Starting relay (potential relay?) can also be faulty.

If starting system is fine, then you're compressor is almost retired :)

kurt854
21-06-2008, 02:06 PM
thanks peter, yes i tried a new capacitor and a BOOSTER capacitor but no help there. the thermal overload would just keep it from starting. but it was not hot or even warm. its a brand new unit doing this out of the box so i think the thermal overload is just acting up. just oredered a new compressor.

star882
21-06-2008, 03:58 PM
Check to make sure the voltage is within range while starting.

monkey spanners
21-06-2008, 05:02 PM
Whats the suction pressure at when the compressor is trying to start?

I think a big difference between the suction and discharge is what causes the problem with low starting torque compressors, a high discharge pressure and a high suction pressure wouldn't cause a problem.

If the system is not equalising after shutting off, try bleeding some refrigerant slowly between the high and low sides with your gauges when the system is off and see if this makes a difference. If it does it may be that the bleed port is blocked in the tev, check out the Sporlan valves site for an explanation on bleed port tevs.

http://sporlan.jandrewschoen.com/literature.shtm

Page 12 of bulletin 10-9 has a bit about off cycle pressure equalization/bleed ports.

Jon

Electrocoolman
21-06-2008, 11:21 PM
Hi,
Is it a PSC or a CSR compressor motor starting system?

A PSC will only have one run capacitor, possibly 30 uF, and is low starting torque.

A CSR will have 2 separate capacitors, one run as above but also one start (100+ uF) as well as a Relay, probably potential type. This is high starting torque.

You can normally get the same compressor with both types of starting systems. It will be cheaper to buy a new set of electrics of the CSR type than a new compressor!
You could have an undervoltage problem on startup....i.e connected to a power ciruit that is underrated.

I've recently had a similar problem where the compressor was tight and poor circuit capacity gave voltage drop.

Also it could be advantageous to incorporate a delay timer in the control circuit.

Have you got a crankcase heater on unit? Was it left to heat up before starting.

Good luck.

Larry2
23-06-2008, 03:14 AM
You say you think it is off on thermal protection. This is an assumption that is not proven by measurements you report so far. Thermal protection will disable the compressor when the windings get overheated. They can "act up" but it's not often, especially when they are successful in resetting.

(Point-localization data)
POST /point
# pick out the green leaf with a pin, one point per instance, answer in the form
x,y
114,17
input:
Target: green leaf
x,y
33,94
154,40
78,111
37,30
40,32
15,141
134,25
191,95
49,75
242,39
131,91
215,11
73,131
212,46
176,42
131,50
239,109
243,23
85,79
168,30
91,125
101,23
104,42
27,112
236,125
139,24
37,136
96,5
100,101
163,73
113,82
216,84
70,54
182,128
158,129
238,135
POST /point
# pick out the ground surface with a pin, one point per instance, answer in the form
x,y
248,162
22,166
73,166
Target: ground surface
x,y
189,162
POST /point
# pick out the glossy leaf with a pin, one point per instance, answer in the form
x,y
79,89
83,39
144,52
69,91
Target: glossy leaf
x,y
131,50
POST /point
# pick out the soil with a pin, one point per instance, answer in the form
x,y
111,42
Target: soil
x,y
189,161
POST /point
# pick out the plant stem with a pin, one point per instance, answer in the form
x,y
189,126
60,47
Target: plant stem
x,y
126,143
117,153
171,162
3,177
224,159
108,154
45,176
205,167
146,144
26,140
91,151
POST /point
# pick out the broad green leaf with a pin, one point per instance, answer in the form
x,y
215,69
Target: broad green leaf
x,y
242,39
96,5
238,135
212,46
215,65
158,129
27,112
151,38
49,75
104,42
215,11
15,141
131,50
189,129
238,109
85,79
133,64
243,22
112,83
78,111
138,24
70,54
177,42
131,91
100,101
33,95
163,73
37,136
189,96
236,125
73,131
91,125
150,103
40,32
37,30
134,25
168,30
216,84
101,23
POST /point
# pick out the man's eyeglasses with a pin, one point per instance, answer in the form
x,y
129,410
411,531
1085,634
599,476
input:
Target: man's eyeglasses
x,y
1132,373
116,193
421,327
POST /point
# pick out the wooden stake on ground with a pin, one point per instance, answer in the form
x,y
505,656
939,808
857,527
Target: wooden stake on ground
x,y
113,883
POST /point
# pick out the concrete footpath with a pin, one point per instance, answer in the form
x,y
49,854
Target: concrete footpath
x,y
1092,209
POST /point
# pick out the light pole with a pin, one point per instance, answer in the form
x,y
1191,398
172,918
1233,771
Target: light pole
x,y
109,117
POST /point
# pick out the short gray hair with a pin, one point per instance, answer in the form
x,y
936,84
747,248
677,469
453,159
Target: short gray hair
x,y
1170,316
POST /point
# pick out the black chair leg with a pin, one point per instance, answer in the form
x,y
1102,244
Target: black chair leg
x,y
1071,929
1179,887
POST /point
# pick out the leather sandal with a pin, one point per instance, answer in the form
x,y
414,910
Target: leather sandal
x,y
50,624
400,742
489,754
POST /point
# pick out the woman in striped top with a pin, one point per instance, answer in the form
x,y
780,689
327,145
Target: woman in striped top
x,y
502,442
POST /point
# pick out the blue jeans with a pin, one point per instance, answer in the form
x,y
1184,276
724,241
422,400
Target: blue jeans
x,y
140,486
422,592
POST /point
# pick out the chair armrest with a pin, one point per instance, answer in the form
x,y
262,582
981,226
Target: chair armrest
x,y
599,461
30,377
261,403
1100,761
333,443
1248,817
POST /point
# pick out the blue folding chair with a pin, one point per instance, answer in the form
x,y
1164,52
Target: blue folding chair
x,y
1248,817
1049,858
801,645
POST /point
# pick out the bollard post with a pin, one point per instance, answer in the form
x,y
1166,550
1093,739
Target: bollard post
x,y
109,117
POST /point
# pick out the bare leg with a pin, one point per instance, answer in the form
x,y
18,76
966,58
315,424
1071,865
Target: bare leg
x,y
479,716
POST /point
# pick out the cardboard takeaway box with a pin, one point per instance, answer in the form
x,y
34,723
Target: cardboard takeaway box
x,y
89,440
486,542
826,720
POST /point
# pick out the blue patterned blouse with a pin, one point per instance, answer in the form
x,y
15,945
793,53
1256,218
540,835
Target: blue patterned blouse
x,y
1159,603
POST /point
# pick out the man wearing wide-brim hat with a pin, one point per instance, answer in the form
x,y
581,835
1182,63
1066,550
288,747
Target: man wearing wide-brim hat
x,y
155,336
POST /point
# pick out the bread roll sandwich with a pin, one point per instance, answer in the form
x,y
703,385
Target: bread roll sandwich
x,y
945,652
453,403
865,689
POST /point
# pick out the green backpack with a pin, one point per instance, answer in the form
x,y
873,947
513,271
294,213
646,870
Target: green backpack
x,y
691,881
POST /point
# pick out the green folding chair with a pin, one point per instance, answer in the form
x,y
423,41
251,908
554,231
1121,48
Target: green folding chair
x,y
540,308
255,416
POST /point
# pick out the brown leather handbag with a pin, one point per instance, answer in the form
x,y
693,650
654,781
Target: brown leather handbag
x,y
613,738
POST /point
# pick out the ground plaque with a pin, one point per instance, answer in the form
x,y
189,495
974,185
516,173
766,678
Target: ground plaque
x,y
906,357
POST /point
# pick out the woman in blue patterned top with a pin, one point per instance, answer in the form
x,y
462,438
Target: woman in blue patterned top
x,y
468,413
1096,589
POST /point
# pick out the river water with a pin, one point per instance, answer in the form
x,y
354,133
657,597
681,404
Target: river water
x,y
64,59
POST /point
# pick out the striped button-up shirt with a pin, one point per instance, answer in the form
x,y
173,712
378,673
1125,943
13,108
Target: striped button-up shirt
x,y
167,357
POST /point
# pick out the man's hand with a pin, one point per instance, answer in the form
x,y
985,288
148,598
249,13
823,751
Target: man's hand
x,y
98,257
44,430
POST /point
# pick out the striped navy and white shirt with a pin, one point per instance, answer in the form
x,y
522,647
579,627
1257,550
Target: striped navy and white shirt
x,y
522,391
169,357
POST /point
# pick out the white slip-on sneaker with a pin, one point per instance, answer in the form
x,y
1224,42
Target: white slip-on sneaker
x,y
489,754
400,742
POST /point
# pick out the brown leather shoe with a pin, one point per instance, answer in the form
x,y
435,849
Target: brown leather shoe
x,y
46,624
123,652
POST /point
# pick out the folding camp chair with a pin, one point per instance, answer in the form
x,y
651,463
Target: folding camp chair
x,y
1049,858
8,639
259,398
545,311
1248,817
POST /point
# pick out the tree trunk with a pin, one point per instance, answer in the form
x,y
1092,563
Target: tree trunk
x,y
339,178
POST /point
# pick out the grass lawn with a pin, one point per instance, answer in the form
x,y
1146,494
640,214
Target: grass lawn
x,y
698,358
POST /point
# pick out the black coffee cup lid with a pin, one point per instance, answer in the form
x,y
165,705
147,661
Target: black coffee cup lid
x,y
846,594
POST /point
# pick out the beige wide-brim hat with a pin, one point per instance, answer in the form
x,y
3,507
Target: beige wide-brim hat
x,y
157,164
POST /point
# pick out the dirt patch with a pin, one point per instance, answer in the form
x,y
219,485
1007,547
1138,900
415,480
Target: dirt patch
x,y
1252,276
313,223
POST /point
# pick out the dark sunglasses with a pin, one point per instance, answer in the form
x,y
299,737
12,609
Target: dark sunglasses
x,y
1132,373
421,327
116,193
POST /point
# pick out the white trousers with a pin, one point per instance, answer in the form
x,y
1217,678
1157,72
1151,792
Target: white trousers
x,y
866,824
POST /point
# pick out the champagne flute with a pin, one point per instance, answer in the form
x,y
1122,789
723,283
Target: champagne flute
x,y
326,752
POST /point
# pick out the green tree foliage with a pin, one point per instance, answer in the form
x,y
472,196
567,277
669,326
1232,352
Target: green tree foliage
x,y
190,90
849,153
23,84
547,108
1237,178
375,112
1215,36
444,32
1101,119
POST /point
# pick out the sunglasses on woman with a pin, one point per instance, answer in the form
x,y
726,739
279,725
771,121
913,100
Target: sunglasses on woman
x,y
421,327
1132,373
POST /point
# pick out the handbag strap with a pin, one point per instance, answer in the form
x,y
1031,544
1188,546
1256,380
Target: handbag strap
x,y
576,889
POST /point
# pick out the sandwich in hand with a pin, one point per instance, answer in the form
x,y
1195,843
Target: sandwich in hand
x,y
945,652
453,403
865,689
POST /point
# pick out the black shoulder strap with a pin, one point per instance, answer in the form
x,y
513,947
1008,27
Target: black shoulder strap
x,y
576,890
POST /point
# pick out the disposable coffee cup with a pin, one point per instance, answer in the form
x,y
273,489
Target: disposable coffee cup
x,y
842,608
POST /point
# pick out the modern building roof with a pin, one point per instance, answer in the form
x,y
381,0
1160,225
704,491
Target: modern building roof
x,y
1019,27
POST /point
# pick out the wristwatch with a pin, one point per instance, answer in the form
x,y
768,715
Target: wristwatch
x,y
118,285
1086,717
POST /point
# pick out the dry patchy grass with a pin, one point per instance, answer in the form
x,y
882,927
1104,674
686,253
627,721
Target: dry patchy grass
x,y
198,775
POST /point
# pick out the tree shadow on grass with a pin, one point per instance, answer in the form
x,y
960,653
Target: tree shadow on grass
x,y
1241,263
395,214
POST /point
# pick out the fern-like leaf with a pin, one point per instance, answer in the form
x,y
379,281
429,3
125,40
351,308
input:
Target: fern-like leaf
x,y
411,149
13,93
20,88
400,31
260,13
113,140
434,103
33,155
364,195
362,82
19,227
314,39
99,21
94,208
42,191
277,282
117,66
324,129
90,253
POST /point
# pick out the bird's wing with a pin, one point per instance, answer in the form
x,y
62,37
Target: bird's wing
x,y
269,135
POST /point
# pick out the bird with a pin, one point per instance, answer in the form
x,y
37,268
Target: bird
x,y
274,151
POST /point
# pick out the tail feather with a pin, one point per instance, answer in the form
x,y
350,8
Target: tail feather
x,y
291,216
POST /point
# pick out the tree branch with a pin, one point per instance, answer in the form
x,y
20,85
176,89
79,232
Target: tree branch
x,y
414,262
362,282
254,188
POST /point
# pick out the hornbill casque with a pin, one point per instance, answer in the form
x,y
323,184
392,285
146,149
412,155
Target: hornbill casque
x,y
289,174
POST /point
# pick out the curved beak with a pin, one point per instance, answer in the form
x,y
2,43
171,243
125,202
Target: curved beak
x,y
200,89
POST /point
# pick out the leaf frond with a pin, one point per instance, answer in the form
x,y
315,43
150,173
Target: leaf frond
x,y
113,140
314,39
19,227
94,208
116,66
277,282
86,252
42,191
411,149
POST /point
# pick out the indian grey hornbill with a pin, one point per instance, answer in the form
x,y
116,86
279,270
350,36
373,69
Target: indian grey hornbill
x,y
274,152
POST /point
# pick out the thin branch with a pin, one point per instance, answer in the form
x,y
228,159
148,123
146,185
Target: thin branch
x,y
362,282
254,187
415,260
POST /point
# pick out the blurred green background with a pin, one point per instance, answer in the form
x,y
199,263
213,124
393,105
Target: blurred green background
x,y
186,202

### Directions
Repeat the compressor forum thread word for word, starting at "A CSR will have" and ending at "that is underrated.". Work only from the compressor forum thread, not from the lines.

### Solution to this task
A CSR will have 2 separate capacitors, one run as above but also one start (100+ uF) as well as a Relay, probably potential type. This is high starting torque.

You can normally get the same compressor with both types of starting systems. It will be cheaper to buy a new set of electrics of the CSR type than a new compressor!
You could have an undervoltage problem on startup....i.e connected to a power ciruit that is underrated.